## TO DO
Which lines in the data contain the word "window"? Pick out every such line and copy it in full, treating uppercase and lowercase letters as different.
-.-.-
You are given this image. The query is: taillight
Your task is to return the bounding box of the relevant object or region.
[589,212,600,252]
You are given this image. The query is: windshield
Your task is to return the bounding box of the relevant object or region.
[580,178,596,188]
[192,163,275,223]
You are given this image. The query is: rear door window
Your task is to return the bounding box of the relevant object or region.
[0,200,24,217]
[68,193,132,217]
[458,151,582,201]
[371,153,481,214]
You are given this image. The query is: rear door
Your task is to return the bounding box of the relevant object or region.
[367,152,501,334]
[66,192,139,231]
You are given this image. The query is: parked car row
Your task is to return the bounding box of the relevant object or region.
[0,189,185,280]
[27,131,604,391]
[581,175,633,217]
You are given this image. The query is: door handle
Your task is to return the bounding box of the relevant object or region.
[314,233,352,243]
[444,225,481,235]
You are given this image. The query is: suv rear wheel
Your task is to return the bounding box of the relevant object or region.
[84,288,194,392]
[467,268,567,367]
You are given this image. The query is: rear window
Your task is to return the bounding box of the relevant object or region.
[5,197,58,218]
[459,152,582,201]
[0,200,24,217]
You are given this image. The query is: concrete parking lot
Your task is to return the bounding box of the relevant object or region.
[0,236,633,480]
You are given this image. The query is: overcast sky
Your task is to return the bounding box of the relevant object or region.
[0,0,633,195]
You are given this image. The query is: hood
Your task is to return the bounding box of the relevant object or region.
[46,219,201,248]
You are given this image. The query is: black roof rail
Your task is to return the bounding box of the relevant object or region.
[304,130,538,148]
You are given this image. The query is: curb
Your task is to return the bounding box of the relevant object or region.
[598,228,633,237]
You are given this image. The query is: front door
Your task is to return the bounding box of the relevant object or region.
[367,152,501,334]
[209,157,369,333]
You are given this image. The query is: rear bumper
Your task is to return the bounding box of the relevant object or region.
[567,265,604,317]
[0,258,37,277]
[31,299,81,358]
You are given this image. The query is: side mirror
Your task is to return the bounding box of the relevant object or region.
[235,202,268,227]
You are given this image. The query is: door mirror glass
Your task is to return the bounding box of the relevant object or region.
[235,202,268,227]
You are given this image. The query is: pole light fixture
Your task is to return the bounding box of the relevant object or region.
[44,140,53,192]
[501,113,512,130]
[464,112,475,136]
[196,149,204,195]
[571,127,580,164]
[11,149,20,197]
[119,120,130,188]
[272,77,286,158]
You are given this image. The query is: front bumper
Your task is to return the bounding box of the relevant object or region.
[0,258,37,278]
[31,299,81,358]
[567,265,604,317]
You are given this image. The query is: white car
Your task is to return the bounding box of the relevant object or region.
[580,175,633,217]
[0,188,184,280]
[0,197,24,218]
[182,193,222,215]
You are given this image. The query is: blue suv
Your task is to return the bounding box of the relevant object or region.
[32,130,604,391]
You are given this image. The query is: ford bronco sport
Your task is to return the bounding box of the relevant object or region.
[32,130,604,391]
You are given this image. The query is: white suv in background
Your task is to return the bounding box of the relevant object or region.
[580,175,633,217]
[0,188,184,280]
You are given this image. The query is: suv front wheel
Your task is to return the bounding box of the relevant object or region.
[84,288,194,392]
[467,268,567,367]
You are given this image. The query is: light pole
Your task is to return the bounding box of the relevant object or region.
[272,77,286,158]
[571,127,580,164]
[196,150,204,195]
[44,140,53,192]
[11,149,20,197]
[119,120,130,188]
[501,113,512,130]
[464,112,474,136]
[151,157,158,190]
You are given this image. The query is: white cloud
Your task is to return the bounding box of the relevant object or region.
-.-.-
## WRITTEN RESPONSE
You are given this image. The query is: rear door window
You are given this image. The query is: rear window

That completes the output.